In the text about the extinct ant subfamily Formiciinae, which genus is labeled a collective group genus?

(Document text)

━━━━

Extinct subfamily of ants

Formiciinae is an extinct subfamily of ants known from Eocene deposits in Europe and North America.

==Genera==
- Formiciinae Lutz, 1986
  - Formiciini Lutz, 1986
    - Titanomyrma Archibald, et al., 2011
      - Titanomyrma gigantea (Lutz, 1986)
      - Titanomyrma lubei Archibald, et al., 2011
      - Titanomyrma simillima (Lutz, 1986)
    - Formicium Westwood, 1854 (collective group genus)
      - Formicium berryi (Carpenter, 1929)
      - Formicium brodiei Westwood, 1854
      - Formicium mirabile (Cockerell, 1920)

━━━━

(Stored data)

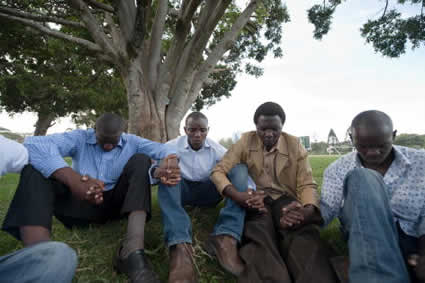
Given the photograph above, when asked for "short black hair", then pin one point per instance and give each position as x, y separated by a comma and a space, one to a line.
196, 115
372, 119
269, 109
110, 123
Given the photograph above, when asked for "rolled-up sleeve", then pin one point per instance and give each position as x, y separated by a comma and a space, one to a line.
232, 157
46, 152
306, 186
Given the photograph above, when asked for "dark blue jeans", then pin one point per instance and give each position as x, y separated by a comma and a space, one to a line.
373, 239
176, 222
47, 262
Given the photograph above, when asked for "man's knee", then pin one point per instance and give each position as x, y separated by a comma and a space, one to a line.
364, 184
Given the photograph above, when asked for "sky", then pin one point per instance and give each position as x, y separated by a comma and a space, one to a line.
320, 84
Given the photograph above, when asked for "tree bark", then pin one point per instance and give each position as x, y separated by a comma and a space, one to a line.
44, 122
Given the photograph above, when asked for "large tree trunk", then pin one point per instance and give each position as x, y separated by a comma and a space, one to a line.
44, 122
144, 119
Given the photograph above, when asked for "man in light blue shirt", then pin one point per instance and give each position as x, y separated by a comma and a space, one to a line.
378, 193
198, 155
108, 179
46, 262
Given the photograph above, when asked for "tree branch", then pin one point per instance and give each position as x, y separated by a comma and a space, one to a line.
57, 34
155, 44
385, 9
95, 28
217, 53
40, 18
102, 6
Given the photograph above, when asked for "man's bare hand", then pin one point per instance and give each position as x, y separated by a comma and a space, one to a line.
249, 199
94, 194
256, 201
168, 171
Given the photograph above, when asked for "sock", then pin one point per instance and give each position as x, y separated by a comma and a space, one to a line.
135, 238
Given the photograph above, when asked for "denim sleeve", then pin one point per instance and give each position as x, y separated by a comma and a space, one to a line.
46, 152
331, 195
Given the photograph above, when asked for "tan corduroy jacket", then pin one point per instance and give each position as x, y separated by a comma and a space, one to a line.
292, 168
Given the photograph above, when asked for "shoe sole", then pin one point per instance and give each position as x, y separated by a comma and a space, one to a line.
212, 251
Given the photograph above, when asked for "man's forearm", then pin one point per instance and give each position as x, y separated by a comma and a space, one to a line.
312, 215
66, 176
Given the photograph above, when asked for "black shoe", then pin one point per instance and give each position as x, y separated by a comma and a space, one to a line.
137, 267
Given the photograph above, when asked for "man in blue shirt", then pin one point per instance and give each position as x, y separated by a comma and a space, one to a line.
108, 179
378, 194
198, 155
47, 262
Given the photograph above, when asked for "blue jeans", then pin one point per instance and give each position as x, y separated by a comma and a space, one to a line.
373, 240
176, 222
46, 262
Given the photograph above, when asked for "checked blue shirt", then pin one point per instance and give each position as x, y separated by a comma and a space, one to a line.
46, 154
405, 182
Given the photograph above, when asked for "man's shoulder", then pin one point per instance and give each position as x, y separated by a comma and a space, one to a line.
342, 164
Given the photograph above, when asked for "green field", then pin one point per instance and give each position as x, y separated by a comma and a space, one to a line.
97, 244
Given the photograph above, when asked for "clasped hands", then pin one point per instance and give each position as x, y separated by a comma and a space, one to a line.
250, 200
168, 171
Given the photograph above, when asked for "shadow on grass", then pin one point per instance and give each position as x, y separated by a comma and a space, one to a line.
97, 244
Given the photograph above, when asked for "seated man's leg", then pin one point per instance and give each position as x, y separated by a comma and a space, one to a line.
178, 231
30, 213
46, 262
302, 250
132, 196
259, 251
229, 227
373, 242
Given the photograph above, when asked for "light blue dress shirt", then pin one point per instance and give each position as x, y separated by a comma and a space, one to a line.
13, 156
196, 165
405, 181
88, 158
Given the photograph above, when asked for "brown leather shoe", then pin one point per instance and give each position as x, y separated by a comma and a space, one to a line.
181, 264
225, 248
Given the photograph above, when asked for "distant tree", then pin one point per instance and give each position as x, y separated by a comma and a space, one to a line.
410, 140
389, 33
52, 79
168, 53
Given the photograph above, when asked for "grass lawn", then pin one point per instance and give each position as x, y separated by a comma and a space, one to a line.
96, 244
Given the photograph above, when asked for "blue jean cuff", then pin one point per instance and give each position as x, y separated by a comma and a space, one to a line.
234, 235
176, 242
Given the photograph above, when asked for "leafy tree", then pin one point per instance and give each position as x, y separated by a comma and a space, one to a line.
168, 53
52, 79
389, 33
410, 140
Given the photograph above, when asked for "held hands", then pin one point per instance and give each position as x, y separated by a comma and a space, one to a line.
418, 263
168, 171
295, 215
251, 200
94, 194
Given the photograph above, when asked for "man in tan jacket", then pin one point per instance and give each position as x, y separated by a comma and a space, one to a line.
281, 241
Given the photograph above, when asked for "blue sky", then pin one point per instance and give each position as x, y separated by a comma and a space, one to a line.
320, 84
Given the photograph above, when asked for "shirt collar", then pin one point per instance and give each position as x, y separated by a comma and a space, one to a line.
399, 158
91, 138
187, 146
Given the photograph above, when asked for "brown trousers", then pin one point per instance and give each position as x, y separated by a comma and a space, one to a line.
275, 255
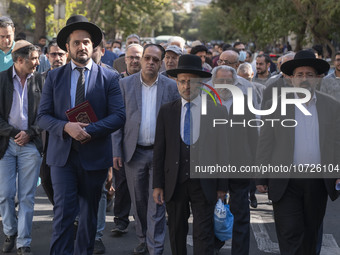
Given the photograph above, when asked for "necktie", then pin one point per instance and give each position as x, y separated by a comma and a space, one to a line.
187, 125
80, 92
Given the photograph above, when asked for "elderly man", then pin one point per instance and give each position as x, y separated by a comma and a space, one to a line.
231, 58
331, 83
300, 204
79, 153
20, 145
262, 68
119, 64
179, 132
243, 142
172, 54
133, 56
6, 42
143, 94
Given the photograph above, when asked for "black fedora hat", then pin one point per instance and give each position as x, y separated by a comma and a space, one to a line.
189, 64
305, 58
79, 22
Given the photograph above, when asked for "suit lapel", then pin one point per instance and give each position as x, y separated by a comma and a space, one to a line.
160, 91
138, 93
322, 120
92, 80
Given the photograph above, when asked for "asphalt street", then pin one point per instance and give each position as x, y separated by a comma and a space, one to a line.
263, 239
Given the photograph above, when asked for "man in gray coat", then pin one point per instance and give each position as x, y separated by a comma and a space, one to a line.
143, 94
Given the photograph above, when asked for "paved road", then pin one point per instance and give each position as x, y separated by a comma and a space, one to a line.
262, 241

━━━━

(Written answer) Formicium